Short problem - Copy out the lines of the listing below word for word. Begin at the line that contains "the wooden bench" and continue through the end of the listing.
-- start of Data for this task --
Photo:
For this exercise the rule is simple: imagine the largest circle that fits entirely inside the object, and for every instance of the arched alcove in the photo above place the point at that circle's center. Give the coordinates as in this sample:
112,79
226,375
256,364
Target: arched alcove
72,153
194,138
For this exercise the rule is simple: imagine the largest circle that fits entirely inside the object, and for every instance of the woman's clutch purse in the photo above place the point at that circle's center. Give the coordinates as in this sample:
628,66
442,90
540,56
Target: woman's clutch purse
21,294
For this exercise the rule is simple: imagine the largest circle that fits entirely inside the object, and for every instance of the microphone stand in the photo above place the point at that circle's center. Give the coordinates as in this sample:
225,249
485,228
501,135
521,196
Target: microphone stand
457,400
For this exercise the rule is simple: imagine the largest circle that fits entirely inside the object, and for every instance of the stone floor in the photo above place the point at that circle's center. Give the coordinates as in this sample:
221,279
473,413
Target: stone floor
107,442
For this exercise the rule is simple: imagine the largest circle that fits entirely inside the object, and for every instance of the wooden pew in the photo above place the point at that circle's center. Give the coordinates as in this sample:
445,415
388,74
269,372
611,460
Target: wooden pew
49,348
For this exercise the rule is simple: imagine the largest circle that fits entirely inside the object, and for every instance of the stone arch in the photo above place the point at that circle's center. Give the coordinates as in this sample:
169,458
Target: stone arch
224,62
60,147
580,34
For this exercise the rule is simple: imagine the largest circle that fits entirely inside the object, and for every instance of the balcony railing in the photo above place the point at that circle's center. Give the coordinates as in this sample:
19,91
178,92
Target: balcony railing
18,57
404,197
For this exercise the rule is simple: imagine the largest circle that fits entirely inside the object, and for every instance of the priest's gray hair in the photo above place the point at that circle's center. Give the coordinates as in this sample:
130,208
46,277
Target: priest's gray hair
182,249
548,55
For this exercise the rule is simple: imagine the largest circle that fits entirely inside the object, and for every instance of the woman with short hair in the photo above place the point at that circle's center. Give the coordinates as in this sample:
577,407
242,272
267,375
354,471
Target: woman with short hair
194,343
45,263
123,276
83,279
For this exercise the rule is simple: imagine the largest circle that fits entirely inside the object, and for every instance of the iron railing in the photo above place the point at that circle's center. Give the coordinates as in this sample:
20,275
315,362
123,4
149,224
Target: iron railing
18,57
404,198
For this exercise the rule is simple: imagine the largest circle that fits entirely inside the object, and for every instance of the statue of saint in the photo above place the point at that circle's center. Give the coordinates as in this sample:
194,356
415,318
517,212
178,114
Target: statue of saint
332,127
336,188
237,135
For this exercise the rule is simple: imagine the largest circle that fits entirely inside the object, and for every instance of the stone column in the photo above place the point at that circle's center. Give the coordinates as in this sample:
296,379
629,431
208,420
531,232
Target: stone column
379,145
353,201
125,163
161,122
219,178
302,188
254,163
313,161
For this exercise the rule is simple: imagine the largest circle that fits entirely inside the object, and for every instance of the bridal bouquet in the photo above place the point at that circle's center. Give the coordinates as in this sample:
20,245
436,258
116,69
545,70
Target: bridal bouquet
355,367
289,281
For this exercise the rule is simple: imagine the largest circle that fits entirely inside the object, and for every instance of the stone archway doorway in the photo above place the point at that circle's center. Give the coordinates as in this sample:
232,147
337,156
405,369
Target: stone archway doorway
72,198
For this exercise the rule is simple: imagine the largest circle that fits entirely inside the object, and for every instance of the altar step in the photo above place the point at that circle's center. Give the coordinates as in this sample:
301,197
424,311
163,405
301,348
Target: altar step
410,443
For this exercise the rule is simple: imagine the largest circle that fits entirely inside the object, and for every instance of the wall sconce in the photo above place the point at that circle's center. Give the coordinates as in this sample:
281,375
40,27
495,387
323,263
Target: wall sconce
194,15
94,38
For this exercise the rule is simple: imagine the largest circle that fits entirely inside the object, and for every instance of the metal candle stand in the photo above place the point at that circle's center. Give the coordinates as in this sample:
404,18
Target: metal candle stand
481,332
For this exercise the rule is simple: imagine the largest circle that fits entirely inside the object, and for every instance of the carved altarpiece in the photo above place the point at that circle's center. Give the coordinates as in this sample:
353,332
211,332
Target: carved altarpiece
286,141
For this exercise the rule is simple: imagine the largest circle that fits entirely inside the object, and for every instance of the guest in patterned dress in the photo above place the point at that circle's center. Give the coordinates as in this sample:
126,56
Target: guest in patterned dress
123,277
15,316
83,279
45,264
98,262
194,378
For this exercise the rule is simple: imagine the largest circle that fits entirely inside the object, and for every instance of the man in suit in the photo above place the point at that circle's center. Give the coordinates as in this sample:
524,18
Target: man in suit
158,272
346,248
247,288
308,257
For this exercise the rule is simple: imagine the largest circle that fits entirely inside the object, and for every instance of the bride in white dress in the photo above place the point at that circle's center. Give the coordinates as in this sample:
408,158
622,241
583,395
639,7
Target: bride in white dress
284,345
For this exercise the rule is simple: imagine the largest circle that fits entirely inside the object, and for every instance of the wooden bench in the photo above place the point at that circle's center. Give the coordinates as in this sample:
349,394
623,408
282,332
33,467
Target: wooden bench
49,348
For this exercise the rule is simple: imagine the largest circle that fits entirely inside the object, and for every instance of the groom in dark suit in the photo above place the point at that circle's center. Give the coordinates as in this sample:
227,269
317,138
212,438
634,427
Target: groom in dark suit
-- end of Data for this task --
Solution to this problem -
For this exercise the rule is simple: imagine the largest circle that fits entirely inside the object, and for every instance of the wooden bench in the photo above place the point at that circle's center. Give the coordinates as in this sample:
349,394
623,408
282,332
33,467
Target: wooden bench
49,348
For this exercise the rule is simple: imagine the largest circle that fits entirely inside the object, and for every instance of the groom in dark suit in the photo above place the point at that circle's center. Give the coordinates as in this sample:
227,269
317,138
212,438
634,427
Target: groom in dark suit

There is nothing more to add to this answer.